■ EXERCISE OBJECTIVE
Summarize the post about music below in two sentences.

I remember waking up early on Sunday mornings to the sounds of gospel music flowing through the house. I immediately knew that Mom was cooking breakfast. As I would get dressed, I would hear her sing along to many of the songs that played. Needless to say, music has always been an important memory in my mind.
My dad was a DJ long before he met my mom, and my mom loves to dance. This was most certainly a match made in heaven. Both of them grew up on the classiness of Motown, balancing between soul and funk. A road trip wasn’t a road trip until Aretha Franklin sang “A Rose Is Still A Rose.” Christmas wasn’t Christmas until Luther Vandross belted out “This Christmas.” Music is very important to the Edwards household. Even over the miles between Atlanta and Lafayette, dad and I have a special bond over Marvin Gaye, his favorite artist and my favorite for late night work.
As I grew up, I always had a song in my head. I loved tapping out beats on the countertop in the kitchen. It was this love of music that led me to play the tenor saxophone and later the Cajon, djembe, acoustic guitar, and the bongos.I loved playing music just as much as do listening to it. By the time I got to high school, you wouldn’t find me without my prized earbuds, and if I didn’t have them, you could count on me being in a mood. Music became an escape for the drama, boringness, and pain of ordinary life. I could put in my earbuds and hit play, and everything else would fade away from existence. The world would become beautiful again.
When I got to college, I put some money into 40mm driver headphones, so that I would get a much better music experience. I became to known to strangers as “that guy with the headphones.” I don’t say that out of arrogance; I actually met a girl and that is how she identified me. Music became a beautiful lifeblood for my soul. I had to have it to work, to think, to stay in touch with myself. Even as I write this post, I am sitting in my dorm, using my roommate’s surround sound speaker system to listen to Curtis Mayfield. I don’t feel that I could write this without it.

■ SOURCE DATA
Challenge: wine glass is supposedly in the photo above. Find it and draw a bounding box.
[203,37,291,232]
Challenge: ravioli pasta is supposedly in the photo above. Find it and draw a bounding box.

■ EXPECTED ANSWER
Music has mattered to the writer since childhood, from the gospel songs playing while Mom cooked on Sunday mornings to the Motown, soul, and funk shared by a father who was a DJ and a mother who loves to dance. It led the writer to play instruments such as the tenor saxophone and acoustic guitar, offered an escape through earbuds in high school, and in college became a lifeblood the writer needs in order to work and think.